THE TASK: Starting with the line that holds "Expected behaviour: for every instance of the clasped", copy out each remaining line of the listing below, up to and including the last one, and include nothing else.

DATASET RECORDS:
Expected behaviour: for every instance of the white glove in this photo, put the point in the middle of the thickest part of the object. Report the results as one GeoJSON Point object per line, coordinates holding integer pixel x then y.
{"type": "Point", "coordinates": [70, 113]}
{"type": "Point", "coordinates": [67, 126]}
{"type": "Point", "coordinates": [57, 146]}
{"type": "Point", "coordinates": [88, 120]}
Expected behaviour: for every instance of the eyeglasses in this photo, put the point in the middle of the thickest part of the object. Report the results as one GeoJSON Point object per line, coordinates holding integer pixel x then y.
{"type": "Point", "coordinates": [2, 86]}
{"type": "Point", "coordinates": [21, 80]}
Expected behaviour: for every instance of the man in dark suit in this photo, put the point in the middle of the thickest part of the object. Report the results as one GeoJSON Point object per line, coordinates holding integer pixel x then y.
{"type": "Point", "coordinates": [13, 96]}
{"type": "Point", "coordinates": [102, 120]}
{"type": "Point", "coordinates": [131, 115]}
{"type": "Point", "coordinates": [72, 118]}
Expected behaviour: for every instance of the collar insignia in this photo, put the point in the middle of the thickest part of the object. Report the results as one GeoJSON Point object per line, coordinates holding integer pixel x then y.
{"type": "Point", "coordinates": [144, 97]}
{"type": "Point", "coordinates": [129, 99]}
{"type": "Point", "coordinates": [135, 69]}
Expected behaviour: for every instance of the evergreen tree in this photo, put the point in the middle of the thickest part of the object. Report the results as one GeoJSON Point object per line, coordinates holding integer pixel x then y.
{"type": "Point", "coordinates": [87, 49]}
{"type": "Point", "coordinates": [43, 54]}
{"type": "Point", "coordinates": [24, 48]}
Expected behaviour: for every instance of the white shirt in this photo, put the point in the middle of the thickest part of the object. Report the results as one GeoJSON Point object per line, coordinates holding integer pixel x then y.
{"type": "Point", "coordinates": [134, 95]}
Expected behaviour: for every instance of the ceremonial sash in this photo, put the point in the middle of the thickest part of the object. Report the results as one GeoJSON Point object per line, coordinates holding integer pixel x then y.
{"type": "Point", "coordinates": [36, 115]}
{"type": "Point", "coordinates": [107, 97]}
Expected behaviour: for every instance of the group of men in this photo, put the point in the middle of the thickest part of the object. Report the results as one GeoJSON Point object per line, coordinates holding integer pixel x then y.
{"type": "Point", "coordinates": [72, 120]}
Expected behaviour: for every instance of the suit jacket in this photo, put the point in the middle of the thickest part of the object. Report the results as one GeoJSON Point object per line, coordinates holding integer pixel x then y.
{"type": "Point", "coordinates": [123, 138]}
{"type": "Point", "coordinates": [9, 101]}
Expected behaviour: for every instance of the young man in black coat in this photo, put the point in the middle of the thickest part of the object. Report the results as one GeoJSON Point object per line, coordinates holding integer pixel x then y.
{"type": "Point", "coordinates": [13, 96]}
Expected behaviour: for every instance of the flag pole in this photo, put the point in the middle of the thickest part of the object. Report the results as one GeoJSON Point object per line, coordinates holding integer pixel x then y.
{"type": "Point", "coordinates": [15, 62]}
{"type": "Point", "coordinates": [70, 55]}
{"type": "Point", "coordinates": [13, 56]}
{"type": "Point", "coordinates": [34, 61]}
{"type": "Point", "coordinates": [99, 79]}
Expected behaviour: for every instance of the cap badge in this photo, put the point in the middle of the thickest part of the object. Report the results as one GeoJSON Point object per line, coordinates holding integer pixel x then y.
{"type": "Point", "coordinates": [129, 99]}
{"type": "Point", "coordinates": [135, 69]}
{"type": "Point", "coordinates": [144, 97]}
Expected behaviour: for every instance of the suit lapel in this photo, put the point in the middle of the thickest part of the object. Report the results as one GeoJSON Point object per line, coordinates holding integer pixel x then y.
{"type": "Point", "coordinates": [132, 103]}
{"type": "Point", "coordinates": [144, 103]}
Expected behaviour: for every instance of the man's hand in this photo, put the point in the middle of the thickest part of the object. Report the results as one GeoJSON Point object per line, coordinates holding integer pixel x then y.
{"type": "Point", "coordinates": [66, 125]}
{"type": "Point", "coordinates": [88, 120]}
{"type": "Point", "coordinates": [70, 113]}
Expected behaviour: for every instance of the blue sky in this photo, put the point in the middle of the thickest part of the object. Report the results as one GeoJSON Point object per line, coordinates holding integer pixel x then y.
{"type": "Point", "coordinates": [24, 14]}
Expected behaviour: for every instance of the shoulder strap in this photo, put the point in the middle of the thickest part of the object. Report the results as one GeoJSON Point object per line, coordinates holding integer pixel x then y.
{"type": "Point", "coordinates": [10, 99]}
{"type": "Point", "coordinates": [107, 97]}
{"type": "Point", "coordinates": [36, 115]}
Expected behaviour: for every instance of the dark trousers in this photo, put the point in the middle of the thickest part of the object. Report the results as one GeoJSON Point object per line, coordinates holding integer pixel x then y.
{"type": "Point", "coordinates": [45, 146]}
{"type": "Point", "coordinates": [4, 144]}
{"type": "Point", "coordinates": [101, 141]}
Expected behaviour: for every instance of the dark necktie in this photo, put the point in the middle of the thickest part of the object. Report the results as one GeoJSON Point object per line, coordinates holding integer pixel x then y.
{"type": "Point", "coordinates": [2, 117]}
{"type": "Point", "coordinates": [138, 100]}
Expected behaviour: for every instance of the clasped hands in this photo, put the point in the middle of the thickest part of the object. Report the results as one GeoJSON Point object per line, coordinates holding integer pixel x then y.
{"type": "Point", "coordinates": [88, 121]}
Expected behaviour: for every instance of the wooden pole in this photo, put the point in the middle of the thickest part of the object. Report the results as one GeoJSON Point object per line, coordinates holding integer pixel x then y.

SOLUTION:
Expected behaviour: for every instance of the clasped hands in this photo, put the point in the middle of the thickest part of the object. Report the results as one GeoJSON Point object per line, coordinates holding integer pixel x then y.
{"type": "Point", "coordinates": [88, 121]}
Expected behaviour: for every instance of the wooden pole in this photo, put the point in the middle of the thickest part of the object. Report the results as one GeoJSON Point object per line, coordinates holding integer pixel x then y.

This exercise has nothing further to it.